[Dataset items]
⟨

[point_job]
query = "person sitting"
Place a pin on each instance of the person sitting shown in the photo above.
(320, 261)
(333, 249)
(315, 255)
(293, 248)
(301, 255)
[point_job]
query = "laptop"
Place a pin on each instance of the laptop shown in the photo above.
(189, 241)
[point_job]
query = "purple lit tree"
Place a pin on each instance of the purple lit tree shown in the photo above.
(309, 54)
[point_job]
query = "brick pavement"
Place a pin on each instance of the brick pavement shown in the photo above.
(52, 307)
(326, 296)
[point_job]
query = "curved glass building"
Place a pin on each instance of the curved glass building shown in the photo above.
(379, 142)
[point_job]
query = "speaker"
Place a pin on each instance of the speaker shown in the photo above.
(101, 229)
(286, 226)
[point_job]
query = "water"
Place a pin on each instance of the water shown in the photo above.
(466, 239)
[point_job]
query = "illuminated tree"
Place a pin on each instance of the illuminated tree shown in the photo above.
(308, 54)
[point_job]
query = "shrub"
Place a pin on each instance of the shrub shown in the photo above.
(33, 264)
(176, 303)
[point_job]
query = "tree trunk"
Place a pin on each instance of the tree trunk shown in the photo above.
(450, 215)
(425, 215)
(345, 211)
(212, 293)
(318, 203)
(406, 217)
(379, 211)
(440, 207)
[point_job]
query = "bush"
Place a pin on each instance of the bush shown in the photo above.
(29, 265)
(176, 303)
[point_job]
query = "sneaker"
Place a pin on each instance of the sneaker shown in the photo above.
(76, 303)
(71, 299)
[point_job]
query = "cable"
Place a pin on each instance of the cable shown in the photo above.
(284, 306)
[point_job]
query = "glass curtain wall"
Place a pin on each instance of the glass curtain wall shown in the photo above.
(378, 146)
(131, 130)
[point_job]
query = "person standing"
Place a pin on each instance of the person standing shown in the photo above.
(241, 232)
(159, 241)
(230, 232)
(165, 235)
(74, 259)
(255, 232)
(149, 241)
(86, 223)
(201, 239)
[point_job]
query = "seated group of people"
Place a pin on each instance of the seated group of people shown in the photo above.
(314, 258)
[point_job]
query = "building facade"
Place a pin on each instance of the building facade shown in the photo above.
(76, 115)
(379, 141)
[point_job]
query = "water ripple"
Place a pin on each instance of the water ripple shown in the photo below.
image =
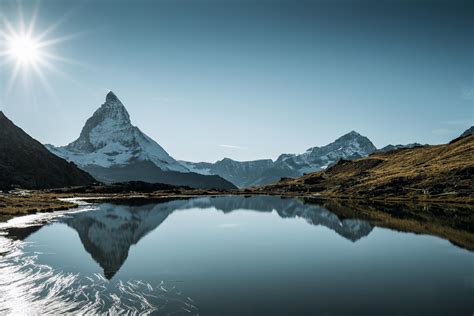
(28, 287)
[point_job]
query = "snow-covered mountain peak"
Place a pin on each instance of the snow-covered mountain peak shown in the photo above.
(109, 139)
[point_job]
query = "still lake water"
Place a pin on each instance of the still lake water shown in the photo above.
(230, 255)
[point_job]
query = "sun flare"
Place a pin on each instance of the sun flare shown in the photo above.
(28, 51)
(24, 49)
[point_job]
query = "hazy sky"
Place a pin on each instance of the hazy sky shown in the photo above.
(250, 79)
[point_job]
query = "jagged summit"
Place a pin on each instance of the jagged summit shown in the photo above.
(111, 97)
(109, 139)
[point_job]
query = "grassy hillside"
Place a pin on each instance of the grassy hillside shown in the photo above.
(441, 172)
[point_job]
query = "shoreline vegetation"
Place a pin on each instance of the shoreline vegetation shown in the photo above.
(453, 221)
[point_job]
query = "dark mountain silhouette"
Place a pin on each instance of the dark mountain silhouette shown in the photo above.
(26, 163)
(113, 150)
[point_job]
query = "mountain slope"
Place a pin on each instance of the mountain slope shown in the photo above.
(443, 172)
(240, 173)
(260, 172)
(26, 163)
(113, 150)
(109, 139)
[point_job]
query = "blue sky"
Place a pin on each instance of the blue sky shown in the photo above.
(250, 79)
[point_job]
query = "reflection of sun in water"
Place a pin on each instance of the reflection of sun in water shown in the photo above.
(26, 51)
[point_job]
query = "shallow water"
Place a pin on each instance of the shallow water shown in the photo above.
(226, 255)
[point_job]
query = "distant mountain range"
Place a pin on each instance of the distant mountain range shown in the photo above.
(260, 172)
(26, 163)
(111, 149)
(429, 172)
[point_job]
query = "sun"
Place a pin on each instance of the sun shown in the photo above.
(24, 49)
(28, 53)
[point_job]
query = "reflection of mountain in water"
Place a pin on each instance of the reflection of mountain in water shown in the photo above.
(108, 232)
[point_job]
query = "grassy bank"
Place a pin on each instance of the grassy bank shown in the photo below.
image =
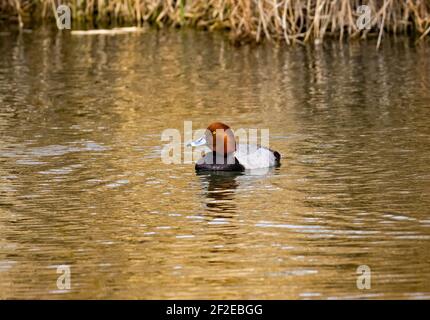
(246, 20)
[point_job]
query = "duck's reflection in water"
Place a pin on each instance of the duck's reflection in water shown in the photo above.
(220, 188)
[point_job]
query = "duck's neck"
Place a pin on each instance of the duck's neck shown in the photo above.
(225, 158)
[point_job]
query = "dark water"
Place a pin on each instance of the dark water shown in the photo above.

⟩
⟨

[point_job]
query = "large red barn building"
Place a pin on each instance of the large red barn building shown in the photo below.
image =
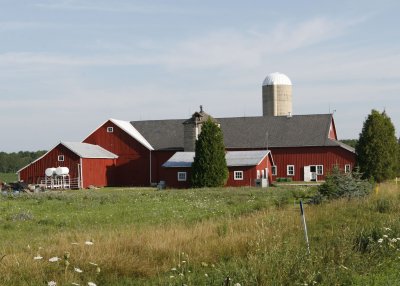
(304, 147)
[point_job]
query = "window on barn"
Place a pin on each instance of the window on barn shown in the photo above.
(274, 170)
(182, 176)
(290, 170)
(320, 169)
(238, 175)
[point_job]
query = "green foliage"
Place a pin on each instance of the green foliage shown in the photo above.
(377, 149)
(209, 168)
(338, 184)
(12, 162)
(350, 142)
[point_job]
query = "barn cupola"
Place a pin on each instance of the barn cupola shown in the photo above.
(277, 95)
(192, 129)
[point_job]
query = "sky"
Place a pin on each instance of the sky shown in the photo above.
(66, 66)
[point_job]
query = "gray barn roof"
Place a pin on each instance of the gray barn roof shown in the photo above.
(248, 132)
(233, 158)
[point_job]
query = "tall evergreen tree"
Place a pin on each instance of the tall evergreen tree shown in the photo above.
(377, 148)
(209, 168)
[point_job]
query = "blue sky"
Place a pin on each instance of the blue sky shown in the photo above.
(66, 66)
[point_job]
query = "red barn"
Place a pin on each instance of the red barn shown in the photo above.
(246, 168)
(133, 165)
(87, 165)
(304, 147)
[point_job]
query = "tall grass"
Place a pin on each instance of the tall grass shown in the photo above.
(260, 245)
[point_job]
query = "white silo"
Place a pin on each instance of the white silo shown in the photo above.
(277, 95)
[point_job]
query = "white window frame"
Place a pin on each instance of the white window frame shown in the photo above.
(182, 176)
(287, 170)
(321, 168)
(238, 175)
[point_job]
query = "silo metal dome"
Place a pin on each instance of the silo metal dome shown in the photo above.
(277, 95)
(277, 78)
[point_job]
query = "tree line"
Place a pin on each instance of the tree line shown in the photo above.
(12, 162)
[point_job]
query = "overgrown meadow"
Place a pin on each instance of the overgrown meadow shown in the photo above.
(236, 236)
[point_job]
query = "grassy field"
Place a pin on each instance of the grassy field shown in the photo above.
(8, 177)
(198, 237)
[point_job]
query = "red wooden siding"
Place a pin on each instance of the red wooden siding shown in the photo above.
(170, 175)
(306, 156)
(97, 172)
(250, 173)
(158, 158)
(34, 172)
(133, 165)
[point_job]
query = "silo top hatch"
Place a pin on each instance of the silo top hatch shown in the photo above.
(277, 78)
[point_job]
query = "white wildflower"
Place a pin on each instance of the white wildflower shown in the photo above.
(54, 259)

⟩

→ **Exercise goal**: Locate every line in the data above that contains the string "frame" and copy each of those lines.

→ **Complete output**:
query = "white window frame"
Place a pin on each instance of the white window frame shown in the photo above.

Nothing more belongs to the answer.